» TEXT SEGMENT:
Content starts
Episodes from a Wayne Childhood, Pt.20

THE DUMP

While I was away at graduate school in 1964, my parents decided to move; they had found a house on Mustin Lane in Villanova, which would be their "retirement home."  I saw it for the first time that Christmas.  Ranch design.  On an exposed corner property, but with a larger private backyard.  They had bought some new furniture and redecorated.  The inside had been repainted, new carpeting put in.  Since I had been away during the actual move, I had had no say in the packing of my own room at St. Davids, or the unpacking in what would be my room here.   

They lived together in Villanova until my father's death in fall, 1976, and my mother continued in the house alone thereafter until her death in the fall of 1985.
Content ends
» THE DATA:
Content starts
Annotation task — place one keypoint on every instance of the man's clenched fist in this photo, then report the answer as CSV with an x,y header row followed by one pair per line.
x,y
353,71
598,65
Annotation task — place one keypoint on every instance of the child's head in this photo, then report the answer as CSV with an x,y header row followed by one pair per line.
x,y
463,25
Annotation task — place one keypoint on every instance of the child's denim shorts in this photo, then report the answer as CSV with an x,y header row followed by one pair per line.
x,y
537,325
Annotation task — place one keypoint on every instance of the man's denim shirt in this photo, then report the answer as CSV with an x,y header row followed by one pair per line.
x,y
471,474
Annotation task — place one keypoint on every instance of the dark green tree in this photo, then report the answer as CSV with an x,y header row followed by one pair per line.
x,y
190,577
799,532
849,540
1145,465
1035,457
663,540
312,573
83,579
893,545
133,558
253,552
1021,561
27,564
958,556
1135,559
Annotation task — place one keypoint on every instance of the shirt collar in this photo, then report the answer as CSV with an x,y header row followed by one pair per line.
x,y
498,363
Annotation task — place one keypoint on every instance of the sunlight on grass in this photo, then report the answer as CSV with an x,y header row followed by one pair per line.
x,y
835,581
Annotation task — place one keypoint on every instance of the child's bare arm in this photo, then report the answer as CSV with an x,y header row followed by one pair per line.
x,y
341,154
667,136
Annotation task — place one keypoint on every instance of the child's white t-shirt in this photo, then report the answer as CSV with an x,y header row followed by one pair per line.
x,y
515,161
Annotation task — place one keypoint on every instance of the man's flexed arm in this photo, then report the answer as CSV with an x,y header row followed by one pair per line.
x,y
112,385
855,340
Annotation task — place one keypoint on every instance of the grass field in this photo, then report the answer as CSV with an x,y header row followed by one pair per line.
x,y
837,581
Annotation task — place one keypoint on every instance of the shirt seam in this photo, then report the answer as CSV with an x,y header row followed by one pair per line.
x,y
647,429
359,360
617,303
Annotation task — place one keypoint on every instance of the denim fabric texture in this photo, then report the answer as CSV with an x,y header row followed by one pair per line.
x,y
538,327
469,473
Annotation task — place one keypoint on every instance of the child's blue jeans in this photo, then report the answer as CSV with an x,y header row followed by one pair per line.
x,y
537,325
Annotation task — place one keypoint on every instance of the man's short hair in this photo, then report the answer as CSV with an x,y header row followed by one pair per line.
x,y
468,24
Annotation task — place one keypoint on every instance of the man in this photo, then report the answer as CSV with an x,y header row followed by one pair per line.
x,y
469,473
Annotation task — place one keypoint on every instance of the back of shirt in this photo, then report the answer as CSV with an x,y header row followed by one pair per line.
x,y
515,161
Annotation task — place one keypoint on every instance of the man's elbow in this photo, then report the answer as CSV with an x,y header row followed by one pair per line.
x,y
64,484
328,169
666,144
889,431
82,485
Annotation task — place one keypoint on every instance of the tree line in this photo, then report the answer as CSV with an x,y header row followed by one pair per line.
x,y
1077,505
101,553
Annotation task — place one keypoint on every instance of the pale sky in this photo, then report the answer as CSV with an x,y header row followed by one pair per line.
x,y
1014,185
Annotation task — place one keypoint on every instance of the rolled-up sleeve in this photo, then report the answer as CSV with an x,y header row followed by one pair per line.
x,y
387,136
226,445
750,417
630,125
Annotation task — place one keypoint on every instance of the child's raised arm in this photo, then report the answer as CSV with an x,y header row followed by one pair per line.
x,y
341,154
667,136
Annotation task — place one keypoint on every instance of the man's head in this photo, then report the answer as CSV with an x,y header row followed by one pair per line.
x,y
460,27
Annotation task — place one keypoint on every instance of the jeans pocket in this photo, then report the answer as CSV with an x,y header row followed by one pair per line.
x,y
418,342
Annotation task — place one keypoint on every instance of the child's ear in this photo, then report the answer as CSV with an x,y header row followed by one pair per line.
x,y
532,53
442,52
Content ends
Please continue the Wayne childhood memoir about the Villanova house, picking up after its last sentence about the mother's death in the fall of 1985.

» ANSWER TO THE EXERCISE:
My mother often wondered over the fact that she would live in this house more years than in any of the five or six she had managed in her life.  It was not the house of her dreams so much as of Dad's.  Her dream had been for a small farm, a place with land.  But the Villanova house--"the dump," as Dad proudly called it--was full of conveniences, safe, roomy, and easy to maintain.  Also Dad liked the location in amongst extant mansions and estates and close to the Gulph Mills entrance to the Expressway, which shortened his commute to our candy factory.  One mansion, across the street, was set back on land larger than a park or golf course and was reputed to have full-sized bowling allies in the basement.  George Brown, the VP of Penn Bank with whom Dad played golf on Saturdays lived down the street.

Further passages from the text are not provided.